-------- SOURCE EXTRACT --------

I am pleased to be having this important debate today. I was motivated to secure it by the Westminster Hall debate of 1 December 2014, secured by my hon. Friend the Member for Easington (Grahame M. Morris), on the subject of ending the conflict in Palestine. I re-read the Hansard report of that debate recently and was struck by how much common ground there was between the Members who contributed. I spoke in it, championing my belief that the two-state solution is the only way forward. It also struck me that that debate could be a foundation to build upon; that is what I want to try to do today.

I recognise that there are still significant problems. From my perspective, our problem in the UK Parliament is that far too many Members cannot separate the troubled history of that part of the world from the objective of a two-state solution; as a result, far too often, debates in this place become mired in a grisly, macabre and desperate pit, relying on the body count in the most recent conflict or on a selective part of history so as to condemn one side over the other. Whether the contribution of a fractured and weak Palestinian leadership or the lurch to the right in Israeli politics, both sides often fail to recognise properly their own weaknesses. In particular, when violence breaks out the rush in this place to condemn Israel is matched by a pedestrian-paced admonishment of the Hamas violence that has started that same trouble.

Although the debate on 1 December marked, for the most part, a coming together of minds on many issues, every proposal made was negative. It was an oxymoron of a debate: a positive start conjoined to a negative finish. The conclusion was that there should be boycotts and sanctions. But they will not solve the problems of Palestine and Israel; rather, they will pour diesel on an already blazing fire, and create more resentment and more obstacles to peace. The aim of this debate is to create an environment for peace, to recognise the plight of the people of Gaza and to identify how we can overcome the barriers and create a more successful outcome for everyone. I will also set out the very real threat that Gaza faces from within, and the internal struggles that beset the Palestinian leadership.

In the interests of transparency, I place on the record the fact that I am one of the vice-chairs of Labour Friends of Israel. I am also an unequivocal supporter of a two-state solution for two peoples, with Israel safe, secure and recognised within its borders and living alongside a democratic, independent Palestinian state. I will be clear from the outset that last summer’s war was a disaster and tragedy for the people of Gaza and the people of Israel. Six months on from the end of Operation Protective Edge, this debate presents a timely opportunity to discuss ways in which Britain can contribute to halting the recurring spiral of violence in Gaza.

--------

* GIVEN EXERCISE 1
Return the shape labeling records below line for line and unchanged, leaving out the pictures.

-------- PROVIDED ENTRIES --------

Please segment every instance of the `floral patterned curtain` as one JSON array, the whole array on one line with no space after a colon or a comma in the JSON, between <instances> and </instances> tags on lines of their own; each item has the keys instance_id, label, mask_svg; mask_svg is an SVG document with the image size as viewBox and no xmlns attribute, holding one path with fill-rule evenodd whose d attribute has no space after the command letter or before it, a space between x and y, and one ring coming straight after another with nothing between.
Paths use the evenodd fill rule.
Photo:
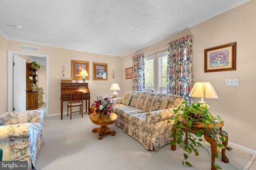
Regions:
<instances>
[{"instance_id":1,"label":"floral patterned curtain","mask_svg":"<svg viewBox=\"0 0 256 170\"><path fill-rule=\"evenodd\" d=\"M182 96L189 103L188 95L192 87L192 35L168 44L167 93Z\"/></svg>"},{"instance_id":2,"label":"floral patterned curtain","mask_svg":"<svg viewBox=\"0 0 256 170\"><path fill-rule=\"evenodd\" d=\"M145 89L144 54L132 57L132 90L142 91Z\"/></svg>"}]
</instances>

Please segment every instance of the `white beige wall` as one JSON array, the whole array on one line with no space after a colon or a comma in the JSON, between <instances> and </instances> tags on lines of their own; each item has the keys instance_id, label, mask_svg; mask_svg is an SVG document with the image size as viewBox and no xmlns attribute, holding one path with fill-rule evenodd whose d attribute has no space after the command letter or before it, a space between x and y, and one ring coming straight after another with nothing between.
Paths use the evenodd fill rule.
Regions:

--------

* GIVEN EXERCISE 2
According to the debate speech, of which organization is the speaker one of the vice-chairs?

* RIGHT ANSWER 1
Please segment every instance of the `floral patterned curtain` as one JSON array, the whole array on one line with no space after a colon or a comma in the JSON, between <instances> and </instances> tags on lines of their own; each item has the keys instance_id, label, mask_svg; mask_svg is an SVG document with the image size as viewBox and no xmlns attribute, holding one path with fill-rule evenodd whose d attribute has no space after the command letter or before it, a space between x and y, and one ring coming straight after another with nothing between.
Paths use the evenodd fill rule.
Photo:
Regions:
<instances>
[{"instance_id":1,"label":"floral patterned curtain","mask_svg":"<svg viewBox=\"0 0 256 170\"><path fill-rule=\"evenodd\" d=\"M182 96L189 103L188 95L192 87L192 35L168 44L167 93Z\"/></svg>"},{"instance_id":2,"label":"floral patterned curtain","mask_svg":"<svg viewBox=\"0 0 256 170\"><path fill-rule=\"evenodd\" d=\"M145 89L144 54L132 57L132 90L142 91Z\"/></svg>"}]
</instances>

Please segment every instance of the `white beige wall` as one JSON array, the whole array on one line with no space after a colon or a comma in the JSON, between <instances> and </instances> tags on lines of their own; each item has the keys instance_id, label, mask_svg; mask_svg is an SVG document with the image size as viewBox and no xmlns attribute, holding one path with fill-rule evenodd whose d attribute has no space after the command letter or before it, a space between x and y, and one ring coming straight after another with nothing between.
Paths use the evenodd fill rule.
Regions:

* RIGHT ANSWER 2
Labour Friends of Israel